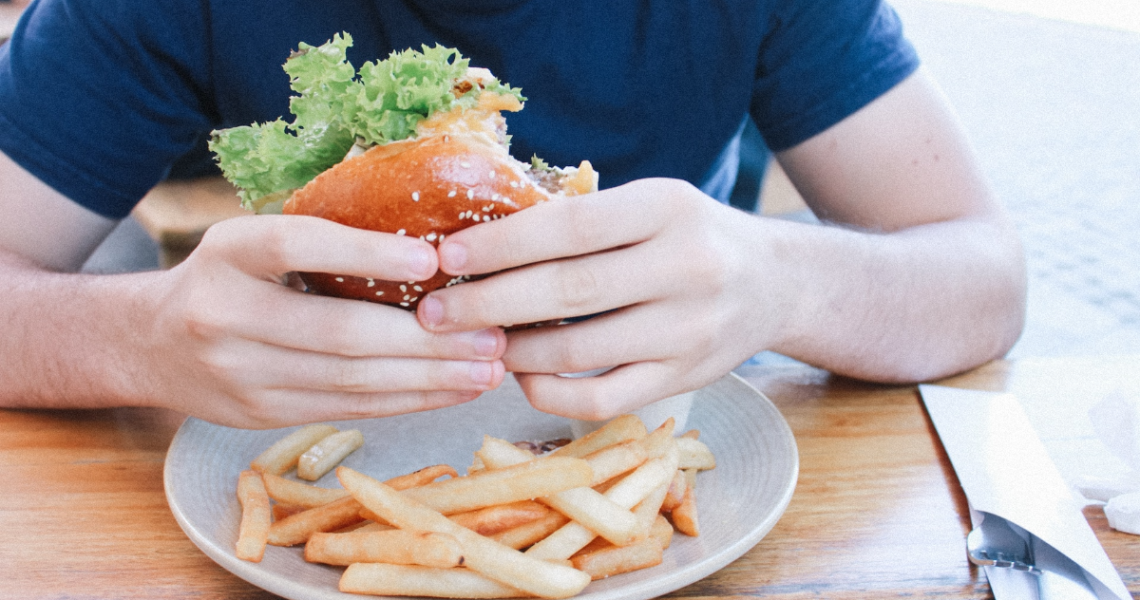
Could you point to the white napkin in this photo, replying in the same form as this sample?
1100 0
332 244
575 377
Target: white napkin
1004 470
1116 421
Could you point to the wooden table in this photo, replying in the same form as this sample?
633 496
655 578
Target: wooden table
877 513
9 14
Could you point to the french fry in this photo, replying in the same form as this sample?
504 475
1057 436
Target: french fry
501 518
407 481
422 477
373 526
283 455
676 492
695 454
684 516
621 429
402 580
481 554
298 494
616 560
298 528
393 546
660 440
255 519
618 459
626 493
282 511
648 510
322 456
661 530
526 535
581 504
501 486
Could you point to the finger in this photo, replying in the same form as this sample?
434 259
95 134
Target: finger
288 407
260 366
269 246
281 316
597 398
563 227
553 290
629 335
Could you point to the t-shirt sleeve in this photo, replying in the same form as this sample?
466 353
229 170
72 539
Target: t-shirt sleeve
822 61
99 97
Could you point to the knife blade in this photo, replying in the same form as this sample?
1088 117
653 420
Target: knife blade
1060 577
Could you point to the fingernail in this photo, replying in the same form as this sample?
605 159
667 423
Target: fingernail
487 343
431 313
453 258
481 373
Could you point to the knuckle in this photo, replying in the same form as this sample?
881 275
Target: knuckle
594 406
573 355
579 226
577 285
347 375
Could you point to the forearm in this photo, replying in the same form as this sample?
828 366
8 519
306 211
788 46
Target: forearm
913 305
70 339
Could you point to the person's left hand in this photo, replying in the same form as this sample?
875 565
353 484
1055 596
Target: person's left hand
675 270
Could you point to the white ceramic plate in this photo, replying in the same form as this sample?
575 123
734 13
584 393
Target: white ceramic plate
740 500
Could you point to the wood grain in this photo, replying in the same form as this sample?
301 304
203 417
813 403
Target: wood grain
877 512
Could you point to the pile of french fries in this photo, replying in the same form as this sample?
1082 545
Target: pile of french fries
516 525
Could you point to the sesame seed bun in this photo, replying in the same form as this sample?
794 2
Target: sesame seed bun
456 173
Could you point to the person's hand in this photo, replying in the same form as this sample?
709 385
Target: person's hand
236 345
665 260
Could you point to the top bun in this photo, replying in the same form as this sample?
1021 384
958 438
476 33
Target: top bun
456 172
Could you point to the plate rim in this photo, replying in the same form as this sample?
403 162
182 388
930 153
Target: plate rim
643 590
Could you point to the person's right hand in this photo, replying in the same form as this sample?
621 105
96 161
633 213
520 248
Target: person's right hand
234 343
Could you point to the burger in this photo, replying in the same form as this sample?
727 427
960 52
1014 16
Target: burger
414 145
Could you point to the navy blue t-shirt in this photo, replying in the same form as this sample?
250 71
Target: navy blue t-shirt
103 98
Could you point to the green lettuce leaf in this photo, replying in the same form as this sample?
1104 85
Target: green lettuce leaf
336 106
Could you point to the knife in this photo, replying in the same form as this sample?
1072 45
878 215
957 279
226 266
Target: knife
1060 577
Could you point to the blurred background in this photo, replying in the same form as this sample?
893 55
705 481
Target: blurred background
1049 91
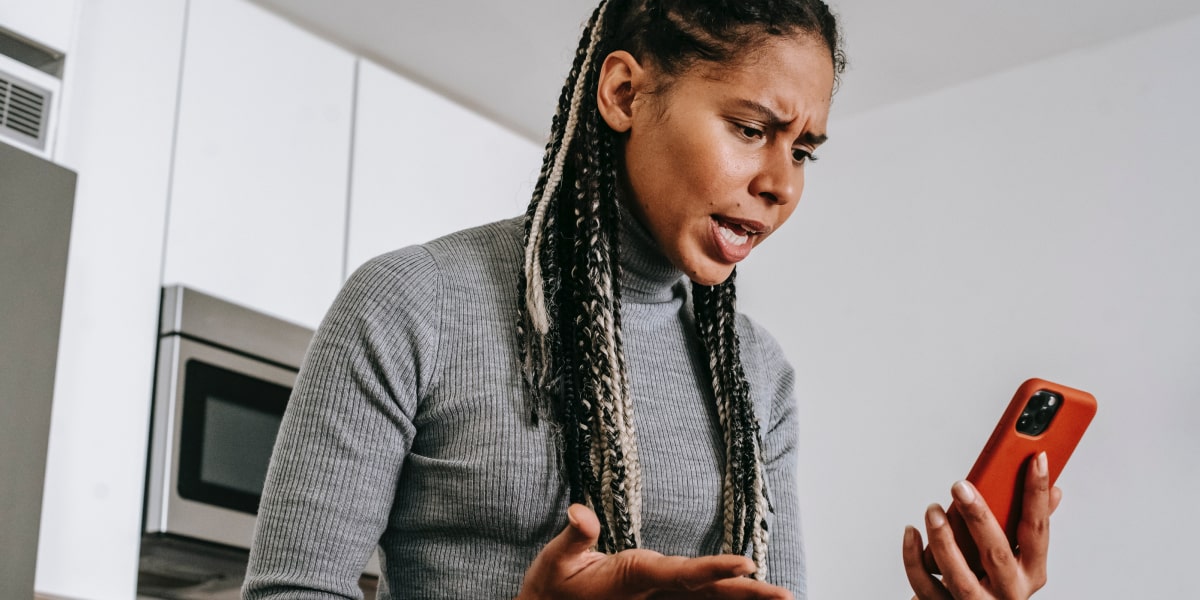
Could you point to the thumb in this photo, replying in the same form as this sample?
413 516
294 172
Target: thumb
580 534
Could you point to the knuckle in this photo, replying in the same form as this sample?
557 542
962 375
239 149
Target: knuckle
1000 557
977 513
1038 577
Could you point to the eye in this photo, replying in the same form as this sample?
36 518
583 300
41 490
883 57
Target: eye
749 131
802 156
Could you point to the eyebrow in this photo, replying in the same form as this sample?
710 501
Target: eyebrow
777 121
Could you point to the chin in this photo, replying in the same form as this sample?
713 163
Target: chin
712 275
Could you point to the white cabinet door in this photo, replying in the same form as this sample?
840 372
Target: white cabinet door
425 167
262 162
46 22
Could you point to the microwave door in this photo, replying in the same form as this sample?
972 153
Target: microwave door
216 418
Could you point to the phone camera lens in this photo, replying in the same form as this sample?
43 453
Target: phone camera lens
1043 417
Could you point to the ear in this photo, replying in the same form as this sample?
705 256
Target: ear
619 77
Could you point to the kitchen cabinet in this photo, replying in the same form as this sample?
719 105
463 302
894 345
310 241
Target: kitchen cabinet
259 186
425 167
46 22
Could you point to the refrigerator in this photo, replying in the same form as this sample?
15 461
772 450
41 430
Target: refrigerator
36 203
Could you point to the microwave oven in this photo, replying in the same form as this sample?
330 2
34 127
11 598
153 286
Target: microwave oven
223 378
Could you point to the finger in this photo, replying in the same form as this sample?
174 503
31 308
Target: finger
995 551
580 534
957 577
651 570
1033 531
919 577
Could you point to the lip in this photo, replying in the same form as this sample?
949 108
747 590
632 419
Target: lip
757 227
726 252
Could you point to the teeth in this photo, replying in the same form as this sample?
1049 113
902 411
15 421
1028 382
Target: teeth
733 237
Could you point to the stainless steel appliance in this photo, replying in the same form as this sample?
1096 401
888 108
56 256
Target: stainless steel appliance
223 378
225 375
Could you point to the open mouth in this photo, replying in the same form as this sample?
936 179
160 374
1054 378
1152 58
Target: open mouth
735 237
738 232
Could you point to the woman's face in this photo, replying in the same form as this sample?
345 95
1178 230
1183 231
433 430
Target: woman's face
715 163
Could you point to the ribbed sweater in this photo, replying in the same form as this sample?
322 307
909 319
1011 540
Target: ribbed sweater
409 429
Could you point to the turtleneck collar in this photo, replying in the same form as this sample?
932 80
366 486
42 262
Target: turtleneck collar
646 274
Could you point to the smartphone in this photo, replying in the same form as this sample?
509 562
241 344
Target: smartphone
1042 417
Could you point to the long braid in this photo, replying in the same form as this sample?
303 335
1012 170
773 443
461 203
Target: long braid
570 324
745 486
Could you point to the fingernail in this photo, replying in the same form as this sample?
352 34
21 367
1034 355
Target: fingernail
934 516
963 492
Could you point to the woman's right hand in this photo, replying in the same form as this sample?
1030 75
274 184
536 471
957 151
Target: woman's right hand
568 568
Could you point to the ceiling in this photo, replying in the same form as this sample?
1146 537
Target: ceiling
507 59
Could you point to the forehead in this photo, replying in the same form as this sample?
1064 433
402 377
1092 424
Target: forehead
789 75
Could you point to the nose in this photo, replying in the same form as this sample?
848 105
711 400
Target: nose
779 179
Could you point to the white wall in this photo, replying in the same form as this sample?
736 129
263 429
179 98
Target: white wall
1041 222
118 135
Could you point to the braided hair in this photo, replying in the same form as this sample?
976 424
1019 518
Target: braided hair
569 328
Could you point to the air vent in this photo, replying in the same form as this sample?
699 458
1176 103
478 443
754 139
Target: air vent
23 108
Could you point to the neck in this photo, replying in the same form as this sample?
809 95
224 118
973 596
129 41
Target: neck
647 276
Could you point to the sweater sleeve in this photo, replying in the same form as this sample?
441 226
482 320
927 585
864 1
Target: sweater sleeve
347 431
773 379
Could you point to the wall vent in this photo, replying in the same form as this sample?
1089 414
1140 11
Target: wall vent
27 105
23 109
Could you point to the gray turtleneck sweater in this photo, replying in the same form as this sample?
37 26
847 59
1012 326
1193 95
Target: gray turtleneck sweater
408 429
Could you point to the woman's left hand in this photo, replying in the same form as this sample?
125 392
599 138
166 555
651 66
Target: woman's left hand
1008 575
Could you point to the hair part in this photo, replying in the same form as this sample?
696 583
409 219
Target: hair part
569 327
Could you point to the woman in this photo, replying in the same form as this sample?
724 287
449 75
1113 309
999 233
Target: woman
582 370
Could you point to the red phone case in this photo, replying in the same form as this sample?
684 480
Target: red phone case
1000 471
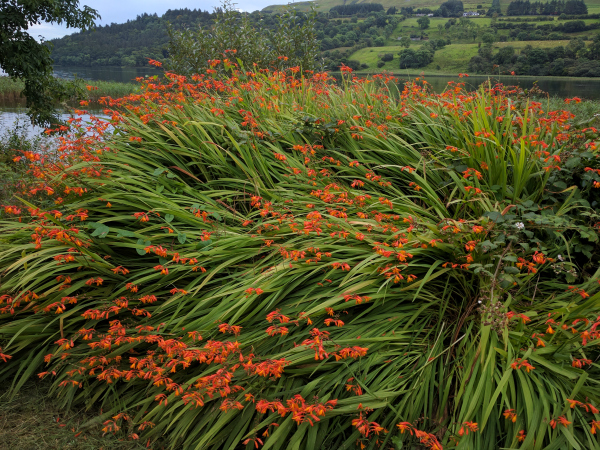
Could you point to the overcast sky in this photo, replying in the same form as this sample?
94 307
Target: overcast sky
119 11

####

» TASK DIRECTIONS:
With pictures excluded, the data must be transcribed in full and to the letter.

» OUTPUT OF THE TASK:
Could you point to the white napkin in this photo, replying in the same form as this sample?
1100 0
332 244
575 377
Target: white napkin
1004 470
1116 421
Could you point to the wooden table in this photo, replying in the same form as this sample?
633 496
655 578
Target: wooden table
877 513
9 14
Could you point to the french fry in this photo, replying in the same form as this sample?
504 475
1057 436
Target: french fry
501 518
407 481
422 477
373 526
283 455
676 492
695 454
684 516
621 429
402 580
481 554
298 494
616 560
298 528
393 546
660 440
255 519
618 459
626 493
282 511
648 510
322 456
661 530
526 535
581 504
501 486
Could you point to the finger in this photo, replying in the same form as this sample?
434 259
95 134
Target: finger
288 407
260 366
269 246
281 316
597 398
563 227
553 290
629 335
Could you point to the t-shirt sleeve in this photo, replying in the same form as this sample?
466 353
229 170
72 539
Target: t-shirt sleeve
822 61
99 97
Could you point to the knife blade in this photo, replying in the same form as this sample?
1088 117
653 420
Target: knife blade
1060 577
Could you point to the fingernail in this photo, replying in the same form as this sample?
605 159
667 423
Target: fingernail
487 343
431 313
453 258
481 373
Could you point to the knuckle in this photo, replying in the same form as this sample?
881 275
Target: knuckle
594 406
573 355
579 226
577 285
347 375
Could you point to the forearm in this photo, replying in the same form as this sample?
828 366
8 519
306 211
788 46
Target: forearm
913 305
70 339
Could you point to the person's left hand in this photo, replying in the same form as this sample?
875 565
353 484
1055 596
Target: person's left hand
675 270
Could you point to the white ceramic plate in this photo, replying in the same form as this sample?
575 123
734 13
584 393
Target: white ceramic plate
740 500
Could you point to the wood grain in this photo, replying in the same form as this sample?
301 304
203 417
813 403
Target: wood grain
877 512
Could you point to the pile of french fries in this photo, replying in the same form as this sample?
1082 545
Target: pile of french fries
516 525
Could you point to the sesame seed bun in this photo, replying in the same form as this sample?
794 2
Target: sesame seed bun
456 173
Could you point to the person's hand in this photo, replying in the same form as this sample?
709 385
Target: person's hand
236 345
665 260
Could you point to the top bun in this photo, replying in the same form as this sample?
1021 384
958 438
476 33
Target: top bun
456 172
Could you point to the plate rim in this photo, replying in the same form as this sample?
403 162
182 388
930 153
Target: plate rim
643 590
Could you point to the person's right hand in this photo, replying in the same form as this sample?
621 105
96 161
633 213
520 248
Target: person's right hand
234 343
Could you point to the burger in this photo, replying in the same form as this sample?
727 427
960 52
1014 16
Target: burger
414 145
Could you point to the navy blue t-shirt in this photo, replying in the same form as this sample?
250 71
Target: navy blue t-shirt
103 98
Could you point to the green lettuce leaf in this photo, replying in the same form as this sample?
1104 85
Target: green lettuce leaf
336 106
Could you point to the knife in this photo, replying in the same form as this sample?
1072 45
878 215
957 279
226 266
Target: knife
1060 577
Could you point to the blurred background in this photo, replying in the same form as this sample?
893 55
705 481
Target: blurred background
1049 91
Could you point to the thumb in this photo, replying in the same form as this sample?
413 516
294 172
Target: thumb
580 534
Could you point to the knuckle in this photo, replying in the same form as this sample?
557 542
962 375
239 149
Target: knuckle
1000 557
977 513
1038 577
Could you point to the eye in this photo, replying in the same form as this sample?
36 518
583 300
41 490
883 57
Target: eye
749 131
802 156
Could you point to the eyebrow in this photo, replying in the same form as this sample?
710 501
Target: eyebrow
777 121
Could you point to the chin in this photo, replying in the same form as this sample?
713 163
Target: chin
712 275
Could you point to the white cabinet door in this photo, replying in the same form as this sample?
840 372
Target: white cabinet door
425 167
262 162
46 22
Could you point to the microwave door in this photo, replying in the same form as this sample?
972 153
Target: microwave door
216 418
Could you point to the phone camera lens in this photo, replying in the same form as this sample?
43 453
Target: phone camera lens
1043 417
Could you point to the ear in this photo, replying in the same form as this sample?
705 256
Target: ear
619 77
Could you point to the kitchen cabinet in this photo, replying in the same form as this sample?
719 105
463 302
894 345
310 241
Target: kitchen cabinet
259 186
425 167
46 22
Could you point to the refrigerator in this photo, replying in the same form as this sample?
15 461
772 450
41 430
Target: refrigerator
36 203
Could you point to the microwave oven in this photo, replying in the same form as this sample?
330 2
34 127
11 598
153 286
Target: microwave oven
223 378
Could you point to the finger in this photo, replying in the same form as this sample?
174 503
31 308
Target: finger
995 551
580 534
957 577
651 570
1033 531
919 577
Could you point to the lip in this photo, replying in the same form as this sample?
949 108
747 590
632 419
Target: lip
757 227
726 252
Could you point to the teeth in this photo, replying in the same form as this sample?
1049 113
902 411
15 421
1028 382
Target: teeth
733 237
Could you point to the stainless steel appliance in this photo, replying in the same form as this sample?
1096 401
888 108
56 256
Target: stainless steel appliance
223 378
225 375
Could you point to the open mouth in this photo, replying in the same form as this sample?
936 179
160 374
1054 378
1152 58
Target: open mouth
735 237
738 232
Could you point to the woman's face in this photo, replying in the same form as this sample?
345 95
1178 230
1183 231
433 430
Target: woman's face
715 163
Could you point to the ribbed sweater in this photo, replying in the same form as this sample?
322 307
909 319
1011 540
Target: ribbed sweater
409 429
Could you point to the turtleneck collar in this photo, replying in the same form as this sample?
932 80
366 486
42 262
Target: turtleneck collar
646 274
Could you point to the smartphone in this photo, replying in the same form as this sample?
509 562
241 344
Target: smartphone
1042 417
Could you point to the long braid in this photo, replying in the same form as this sample?
303 335
1012 170
773 443
461 203
Target: long braid
570 324
745 486
Could you point to the fingernail in this photo, replying in the same form as this sample?
352 34
21 367
1034 355
Target: fingernail
934 516
963 492
Could you point to the woman's right hand in this photo, replying in the same form as this sample?
1030 75
274 184
536 471
957 151
Target: woman's right hand
568 568
Could you point to the ceiling in this photo, replying in the same form as this sample?
1146 537
Target: ceiling
507 59
Could you point to the forehead in this photo, replying in the same form as this sample?
1064 433
402 377
1092 424
Target: forehead
789 75
Could you point to the nose in this photo, replying in the same form as this sample?
848 105
711 400
Target: nose
779 179
Could you point to the white wall in this photo, replying in the same form as this sample?
736 129
263 429
179 98
Target: white wall
1041 222
118 135
Could you point to the braided hair in this photo, replying in the same form as this sample?
976 424
1019 518
Target: braided hair
569 328
Could you point to the air vent in this photo, replying in the same form as this sample?
699 458
1176 103
478 443
754 139
Target: air vent
23 108
Could you point to the neck in this photo, replying in the same form as this sample?
809 95
224 118
973 596
129 41
Target: neck
647 276
Could you point to the sweater sleeve in this photo, replying in the same form as this sample?
441 226
482 320
927 585
864 1
Target: sweater sleeve
347 431
773 379
Could you point to the wall vent in this photo, replying in the same form as this sample?
1089 414
1140 11
Target: wall vent
27 105
23 109
Could you point to the gray turtleneck sweater in this photo, replying in the same form as this sample?
37 26
847 59
1012 326
1193 95
Target: gray turtleneck sweater
408 429
Could you point to the woman's left hand in this photo, replying in the same form as this sample?
125 392
599 138
166 555
651 66
Target: woman's left hand
1008 575
Could you point to the hair part in this photo, replying in the same form as this sample?
696 583
409 219
Target: hair part
569 327
Could you point to the woman in this photo, replying in the same form as this sample?
724 287
449 75
1113 309
999 233
Target: woman
582 370
Could you point to the red phone case in this photo, replying in the same form as this sample?
684 480
Target: red phone case
1000 471
Could you point to the overcast sky in this photo, replying in the same form as this sample?
94 307
Target: overcast sky
119 11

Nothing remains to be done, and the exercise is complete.